Rewrite the entries below, changing "Respond" to "Answer" wherever it appears and leaving everything else the same.

--- SUPPLIED MATERIAL ---
..........
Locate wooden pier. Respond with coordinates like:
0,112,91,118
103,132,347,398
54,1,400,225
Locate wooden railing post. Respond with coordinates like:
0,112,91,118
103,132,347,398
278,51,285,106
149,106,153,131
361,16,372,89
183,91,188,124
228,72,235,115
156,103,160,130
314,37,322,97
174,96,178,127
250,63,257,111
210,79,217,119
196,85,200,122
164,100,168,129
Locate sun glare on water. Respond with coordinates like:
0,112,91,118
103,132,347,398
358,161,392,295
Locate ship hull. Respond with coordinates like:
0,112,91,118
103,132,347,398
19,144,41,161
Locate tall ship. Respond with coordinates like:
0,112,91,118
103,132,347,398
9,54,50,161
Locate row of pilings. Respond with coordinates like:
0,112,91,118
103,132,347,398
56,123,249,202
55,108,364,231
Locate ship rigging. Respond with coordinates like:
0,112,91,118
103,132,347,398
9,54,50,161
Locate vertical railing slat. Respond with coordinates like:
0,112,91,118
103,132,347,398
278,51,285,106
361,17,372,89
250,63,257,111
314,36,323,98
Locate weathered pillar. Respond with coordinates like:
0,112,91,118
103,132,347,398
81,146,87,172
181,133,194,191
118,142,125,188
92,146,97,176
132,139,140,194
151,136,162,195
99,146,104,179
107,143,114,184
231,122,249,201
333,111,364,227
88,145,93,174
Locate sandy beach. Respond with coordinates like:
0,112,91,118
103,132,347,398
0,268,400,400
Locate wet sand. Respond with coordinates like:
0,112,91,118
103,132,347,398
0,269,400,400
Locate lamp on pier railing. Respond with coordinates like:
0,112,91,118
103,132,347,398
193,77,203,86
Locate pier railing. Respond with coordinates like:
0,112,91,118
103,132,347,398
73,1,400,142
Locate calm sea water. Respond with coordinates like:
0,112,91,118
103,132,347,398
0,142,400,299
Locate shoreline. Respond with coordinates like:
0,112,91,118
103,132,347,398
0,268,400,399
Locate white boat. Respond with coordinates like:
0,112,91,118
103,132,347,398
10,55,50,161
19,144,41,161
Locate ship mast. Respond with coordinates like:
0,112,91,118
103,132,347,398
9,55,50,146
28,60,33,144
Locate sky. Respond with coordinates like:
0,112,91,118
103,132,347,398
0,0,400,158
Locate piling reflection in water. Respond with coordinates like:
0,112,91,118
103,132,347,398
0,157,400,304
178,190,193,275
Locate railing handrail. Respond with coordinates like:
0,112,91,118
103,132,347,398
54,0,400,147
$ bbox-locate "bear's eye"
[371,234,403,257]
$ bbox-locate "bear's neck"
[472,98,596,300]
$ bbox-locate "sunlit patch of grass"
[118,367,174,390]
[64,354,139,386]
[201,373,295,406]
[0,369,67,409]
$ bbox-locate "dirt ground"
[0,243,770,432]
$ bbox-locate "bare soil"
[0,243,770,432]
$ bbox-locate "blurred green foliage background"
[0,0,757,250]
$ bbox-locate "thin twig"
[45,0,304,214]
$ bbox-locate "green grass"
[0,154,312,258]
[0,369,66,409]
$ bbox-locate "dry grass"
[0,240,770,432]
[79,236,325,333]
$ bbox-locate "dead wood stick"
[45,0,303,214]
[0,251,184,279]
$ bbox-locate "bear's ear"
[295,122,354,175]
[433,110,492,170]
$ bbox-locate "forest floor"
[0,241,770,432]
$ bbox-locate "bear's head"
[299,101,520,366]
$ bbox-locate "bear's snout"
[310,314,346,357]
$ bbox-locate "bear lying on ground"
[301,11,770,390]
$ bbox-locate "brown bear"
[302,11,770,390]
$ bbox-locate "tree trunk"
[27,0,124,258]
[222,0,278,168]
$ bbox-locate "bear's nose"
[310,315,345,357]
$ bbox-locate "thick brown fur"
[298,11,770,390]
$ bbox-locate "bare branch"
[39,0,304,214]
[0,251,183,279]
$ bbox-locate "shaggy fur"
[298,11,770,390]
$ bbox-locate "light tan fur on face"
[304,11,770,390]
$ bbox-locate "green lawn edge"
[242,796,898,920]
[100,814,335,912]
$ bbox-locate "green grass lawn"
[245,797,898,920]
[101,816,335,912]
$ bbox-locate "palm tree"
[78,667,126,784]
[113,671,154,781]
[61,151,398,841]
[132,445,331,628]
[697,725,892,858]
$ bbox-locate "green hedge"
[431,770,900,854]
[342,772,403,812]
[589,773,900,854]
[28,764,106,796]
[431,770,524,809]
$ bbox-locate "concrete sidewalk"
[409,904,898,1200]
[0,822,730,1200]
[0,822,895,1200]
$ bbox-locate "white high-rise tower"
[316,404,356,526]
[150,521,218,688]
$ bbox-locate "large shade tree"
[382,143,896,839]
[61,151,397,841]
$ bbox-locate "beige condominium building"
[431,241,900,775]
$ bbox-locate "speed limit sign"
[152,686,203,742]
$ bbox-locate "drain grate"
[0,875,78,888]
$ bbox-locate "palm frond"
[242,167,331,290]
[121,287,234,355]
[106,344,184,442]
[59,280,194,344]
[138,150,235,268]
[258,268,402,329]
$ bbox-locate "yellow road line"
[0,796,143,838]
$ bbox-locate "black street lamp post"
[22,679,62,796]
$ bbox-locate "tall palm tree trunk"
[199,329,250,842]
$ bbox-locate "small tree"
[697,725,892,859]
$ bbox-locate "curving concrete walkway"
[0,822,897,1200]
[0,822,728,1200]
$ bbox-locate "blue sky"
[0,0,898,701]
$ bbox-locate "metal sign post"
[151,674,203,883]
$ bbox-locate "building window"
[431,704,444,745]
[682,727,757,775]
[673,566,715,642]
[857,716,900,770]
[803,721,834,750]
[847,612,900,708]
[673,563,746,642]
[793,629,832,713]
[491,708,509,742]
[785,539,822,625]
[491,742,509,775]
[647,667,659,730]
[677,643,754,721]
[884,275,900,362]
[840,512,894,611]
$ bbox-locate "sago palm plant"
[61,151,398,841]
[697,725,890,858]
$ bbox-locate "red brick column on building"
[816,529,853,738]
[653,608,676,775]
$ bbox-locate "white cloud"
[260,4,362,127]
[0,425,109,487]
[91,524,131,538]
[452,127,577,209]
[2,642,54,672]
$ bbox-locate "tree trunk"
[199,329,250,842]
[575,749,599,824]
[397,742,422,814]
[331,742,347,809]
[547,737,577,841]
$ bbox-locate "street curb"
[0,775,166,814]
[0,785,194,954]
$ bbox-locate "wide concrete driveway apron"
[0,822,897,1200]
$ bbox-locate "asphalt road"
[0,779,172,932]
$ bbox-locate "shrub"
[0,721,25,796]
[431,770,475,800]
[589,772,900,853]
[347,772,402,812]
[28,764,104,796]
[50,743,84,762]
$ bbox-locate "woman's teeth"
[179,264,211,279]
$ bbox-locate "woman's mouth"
..........
--- ANSWER TO THE PROBLEM ---
Locate wooden pier. Answer with coordinates like:
0,112,91,118
103,132,347,398
54,1,400,225
Locate wooden railing post. Answer with coordinates like:
0,112,91,118
103,132,347,398
278,51,285,106
149,106,153,131
361,16,372,89
183,91,188,124
228,72,235,115
156,103,160,130
314,37,322,97
174,96,178,127
250,63,257,111
210,79,217,119
196,85,200,122
164,100,168,129
Locate sun glare on water. Answer with coordinates like:
0,112,91,118
103,132,347,398
358,161,392,295
Locate ship hull. Answer with coordinates like:
0,112,91,118
103,132,347,398
19,144,41,161
Locate tall ship. Answer with coordinates like:
0,112,91,118
103,132,347,398
9,54,50,161
Locate row of pilings. Answer with coordinates like:
0,112,91,118
103,132,347,398
56,123,249,202
55,108,364,231
Locate ship rigging. Answer with coordinates like:
0,112,91,118
103,132,347,398
9,54,50,161
Locate vertical railing slat. Answer with coordinates like:
0,112,91,118
103,132,347,398
278,51,285,106
361,17,372,89
250,63,257,111
314,36,323,98
Locate weathered pillar. Answer with coordinates like:
0,112,91,118
103,132,347,398
81,146,87,172
181,133,194,191
118,142,125,188
92,146,97,176
132,139,140,194
151,136,162,195
99,146,104,179
107,143,114,184
231,122,249,201
333,111,364,227
88,145,93,174
Locate sandy beach. Answer with coordinates like:
0,112,91,118
103,132,347,398
0,268,400,400
Locate wet sand. Answer with coordinates like:
0,112,91,118
103,132,347,398
0,269,400,400
Locate lamp on pier railing. Answer with coordinates like:
0,112,91,118
103,132,347,398
193,77,203,86
Locate pier railing. Answer with coordinates like:
0,112,91,118
103,132,347,398
73,1,400,142
Locate calm sea water. Answer with coordinates like:
0,112,91,118
103,132,347,398
0,142,400,299
Locate shoreline. Answer with coordinates like:
0,112,91,118
103,132,347,398
0,268,400,399
Locate white boat. Answer with coordinates like:
0,112,91,118
103,132,347,398
10,55,50,161
19,144,41,161
Locate ship mast. Answer with coordinates like:
0,112,91,118
103,132,347,398
9,55,50,146
28,60,33,144
Locate sky. Answer with coordinates like:
0,112,91,118
103,132,347,398
0,0,400,158
Locate piling reflection in water. Answer with coordinates like:
0,112,91,118
103,132,347,398
0,157,400,304
178,190,193,275
Locate railing handrail. Answer with coordinates like:
0,112,91,118
103,132,347,398
54,0,400,147
$ bbox-locate "bear's eye"
[371,234,403,257]
$ bbox-locate "bear's neck"
[472,98,596,300]
$ bbox-locate "sunlit patch of grass"
[118,367,174,390]
[64,354,139,386]
[201,373,295,406]
[0,369,67,409]
$ bbox-locate "dirt ground"
[0,243,770,432]
$ bbox-locate "bare soil"
[0,243,770,432]
$ bbox-locate "blurred green foliage background"
[0,0,757,250]
$ bbox-locate "thin twig"
[45,0,304,214]
$ bbox-locate "green grass"
[0,154,312,258]
[0,369,66,409]
$ bbox-locate "dry grass"
[0,240,770,432]
[79,236,325,333]
$ bbox-locate "dead wood stick"
[45,0,303,214]
[0,251,184,279]
$ bbox-locate "bear's ear"
[295,122,354,175]
[433,110,492,170]
$ bbox-locate "forest floor"
[0,241,770,432]
$ bbox-locate "bear's head"
[299,101,520,366]
$ bbox-locate "bear's snout"
[310,314,346,357]
$ bbox-locate "bear lying on ground"
[301,11,770,390]
$ bbox-locate "brown bear"
[302,11,770,390]
$ bbox-locate "tree trunk"
[27,0,124,258]
[222,0,278,168]
$ bbox-locate "bear's nose"
[310,315,345,357]
$ bbox-locate "thick brown fur"
[298,11,770,390]
$ bbox-locate "bare branch"
[39,0,304,214]
[0,251,183,279]
$ bbox-locate "shaggy fur"
[298,11,770,390]
$ bbox-locate "light tan fur on face"
[304,11,770,390]
$ bbox-locate "green lawn edge"
[242,796,898,920]
[100,814,335,912]
$ bbox-locate "green grass lawn"
[245,797,898,920]
[101,816,335,912]
$ bbox-locate "palm tree"
[78,667,126,784]
[113,671,154,781]
[61,151,398,841]
[132,445,331,628]
[697,725,892,858]
$ bbox-locate "green hedge"
[431,770,900,854]
[342,772,403,812]
[589,773,900,854]
[28,764,106,796]
[431,770,524,809]
$ bbox-locate "concrete sidewalk"
[409,904,898,1200]
[0,822,730,1200]
[0,822,895,1200]
$ bbox-locate "white high-rise tower"
[316,404,356,526]
[150,521,218,688]
$ bbox-locate "large shade tree"
[382,143,896,839]
[61,151,397,841]
$ bbox-locate "beige condominium building"
[431,241,900,775]
$ bbox-locate "speed limit sign"
[152,686,203,742]
$ bbox-locate "drain grate"
[0,875,78,888]
$ bbox-locate "palm frond"
[242,167,331,290]
[121,287,234,355]
[106,344,184,442]
[59,280,194,344]
[138,150,235,268]
[258,268,402,329]
$ bbox-locate "yellow road line"
[0,796,143,838]
$ bbox-locate "black street lamp post"
[22,679,62,796]
$ bbox-locate "tall palm tree trunk"
[199,329,250,842]
$ bbox-locate "small tree"
[697,725,892,859]
$ bbox-locate "curving concrete walkway"
[0,822,897,1200]
[0,822,728,1200]
$ bbox-locate "blue sky"
[0,0,898,701]
$ bbox-locate "metal sign post"
[151,674,203,883]
$ bbox-locate "building window"
[431,704,444,745]
[682,727,757,775]
[673,566,715,642]
[857,716,900,770]
[803,721,834,750]
[847,612,900,708]
[673,563,746,642]
[793,629,832,713]
[491,708,509,742]
[785,539,822,625]
[491,742,509,775]
[647,667,659,730]
[677,643,754,721]
[884,275,900,362]
[840,512,894,611]
$ bbox-locate "sago palm plant"
[61,151,398,841]
[697,725,890,858]
$ bbox-locate "red brick column on building"
[816,529,853,738]
[653,608,676,775]
$ bbox-locate "white cloud"
[260,4,362,127]
[0,425,109,487]
[91,524,131,538]
[452,127,577,209]
[2,642,54,672]
$ bbox-locate "tree trunk"
[199,329,250,842]
[575,749,599,824]
[397,742,422,814]
[331,742,347,809]
[547,737,577,841]
$ bbox-locate "street curb"
[0,775,166,814]
[0,785,194,954]
$ bbox-locate "wide concrete driveway apron"
[0,822,897,1200]
$ bbox-locate "asphalt road"
[0,779,172,932]
$ bbox-locate "shrub"
[0,721,25,796]
[431,770,475,800]
[589,772,900,853]
[347,772,402,812]
[28,764,104,796]
[50,743,84,762]
$ bbox-locate "woman's teeth"
[179,264,211,279]
$ bbox-locate "woman's mouth"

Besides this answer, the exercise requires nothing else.